• _TO BE DONE_
Recast the listing below as a two-column CSV with the headers command and output, starting at the top of the listing and ending at the line containing "top-left (0, 367), bottom-right (107, 432)". Give one row per command with its output, with each field in double quotes and line breaks replaced by spaces.

• _DATA_

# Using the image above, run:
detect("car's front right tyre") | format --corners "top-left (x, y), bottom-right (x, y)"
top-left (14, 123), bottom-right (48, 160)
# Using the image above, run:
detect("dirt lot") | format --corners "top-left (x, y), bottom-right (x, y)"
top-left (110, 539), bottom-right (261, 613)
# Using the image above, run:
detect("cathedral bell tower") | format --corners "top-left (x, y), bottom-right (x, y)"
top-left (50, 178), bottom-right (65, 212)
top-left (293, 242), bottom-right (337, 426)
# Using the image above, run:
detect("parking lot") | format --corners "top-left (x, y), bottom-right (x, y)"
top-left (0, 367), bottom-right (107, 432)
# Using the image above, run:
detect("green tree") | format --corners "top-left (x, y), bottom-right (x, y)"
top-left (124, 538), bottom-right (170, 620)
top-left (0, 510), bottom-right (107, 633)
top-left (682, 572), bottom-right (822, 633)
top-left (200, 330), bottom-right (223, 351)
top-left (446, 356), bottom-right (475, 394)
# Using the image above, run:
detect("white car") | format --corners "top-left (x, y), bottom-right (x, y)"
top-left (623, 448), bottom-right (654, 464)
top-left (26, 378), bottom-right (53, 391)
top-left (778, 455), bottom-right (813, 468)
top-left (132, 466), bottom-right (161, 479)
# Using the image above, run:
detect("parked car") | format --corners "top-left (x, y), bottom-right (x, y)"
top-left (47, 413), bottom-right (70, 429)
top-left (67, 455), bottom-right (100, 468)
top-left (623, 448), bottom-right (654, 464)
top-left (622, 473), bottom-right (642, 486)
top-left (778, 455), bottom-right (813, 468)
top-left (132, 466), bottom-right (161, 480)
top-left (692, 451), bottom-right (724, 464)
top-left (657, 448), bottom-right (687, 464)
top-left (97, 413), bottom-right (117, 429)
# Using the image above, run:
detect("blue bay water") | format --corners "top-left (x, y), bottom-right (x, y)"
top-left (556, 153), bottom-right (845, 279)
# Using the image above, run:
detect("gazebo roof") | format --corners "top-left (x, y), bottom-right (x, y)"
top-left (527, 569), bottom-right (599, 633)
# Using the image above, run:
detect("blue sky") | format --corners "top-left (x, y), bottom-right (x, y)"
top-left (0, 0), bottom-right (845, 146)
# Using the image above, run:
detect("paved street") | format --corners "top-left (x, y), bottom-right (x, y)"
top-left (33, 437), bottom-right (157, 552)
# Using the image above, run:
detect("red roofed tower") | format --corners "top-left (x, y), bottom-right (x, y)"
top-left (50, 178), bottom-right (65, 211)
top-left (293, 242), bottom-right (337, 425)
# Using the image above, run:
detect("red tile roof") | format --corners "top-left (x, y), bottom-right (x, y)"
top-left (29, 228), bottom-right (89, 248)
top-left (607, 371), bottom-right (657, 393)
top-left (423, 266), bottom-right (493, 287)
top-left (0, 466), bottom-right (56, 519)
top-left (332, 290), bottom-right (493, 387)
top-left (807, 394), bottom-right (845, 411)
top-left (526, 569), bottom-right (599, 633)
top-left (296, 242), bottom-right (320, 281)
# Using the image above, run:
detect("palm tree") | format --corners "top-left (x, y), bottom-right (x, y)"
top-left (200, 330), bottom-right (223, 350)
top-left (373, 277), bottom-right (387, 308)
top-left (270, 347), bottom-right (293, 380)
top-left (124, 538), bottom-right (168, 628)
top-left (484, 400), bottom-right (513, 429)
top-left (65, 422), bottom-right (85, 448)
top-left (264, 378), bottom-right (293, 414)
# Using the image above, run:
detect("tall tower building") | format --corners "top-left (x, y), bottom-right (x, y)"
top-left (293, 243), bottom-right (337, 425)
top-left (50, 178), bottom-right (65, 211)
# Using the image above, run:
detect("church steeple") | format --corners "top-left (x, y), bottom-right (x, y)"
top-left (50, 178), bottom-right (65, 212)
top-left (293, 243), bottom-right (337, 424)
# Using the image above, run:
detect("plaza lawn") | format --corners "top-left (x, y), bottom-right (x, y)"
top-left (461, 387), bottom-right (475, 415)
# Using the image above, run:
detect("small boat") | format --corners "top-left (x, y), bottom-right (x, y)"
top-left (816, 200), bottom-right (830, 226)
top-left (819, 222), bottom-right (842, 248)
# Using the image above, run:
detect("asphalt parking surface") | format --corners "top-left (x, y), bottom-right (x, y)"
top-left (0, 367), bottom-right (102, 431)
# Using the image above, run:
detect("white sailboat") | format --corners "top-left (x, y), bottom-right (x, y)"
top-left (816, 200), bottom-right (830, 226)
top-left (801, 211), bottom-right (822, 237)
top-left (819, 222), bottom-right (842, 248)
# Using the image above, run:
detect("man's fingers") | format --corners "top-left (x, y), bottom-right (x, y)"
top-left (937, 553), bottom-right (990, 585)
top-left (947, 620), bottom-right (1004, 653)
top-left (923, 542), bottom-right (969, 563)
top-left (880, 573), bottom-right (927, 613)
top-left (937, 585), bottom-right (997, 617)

• _SOLUTION_
command,output
"# Using the image above, run: detect(""car's front right tyre"") | format --corners ""top-left (x, y), bottom-right (x, y)""","top-left (14, 123), bottom-right (48, 160)"
"# Using the image above, run: detect(""dirt lot"") | format --corners ""top-left (x, y), bottom-right (x, y)""","top-left (110, 539), bottom-right (261, 613)"
"# Using the image above, run: detect(""cathedral bell tower"") | format --corners ""top-left (x, y), bottom-right (x, y)""","top-left (50, 178), bottom-right (65, 212) top-left (293, 242), bottom-right (337, 426)"
"# Using the image above, run: detect(""parking lot"") | format --corners ""top-left (x, y), bottom-right (x, y)""","top-left (0, 367), bottom-right (107, 432)"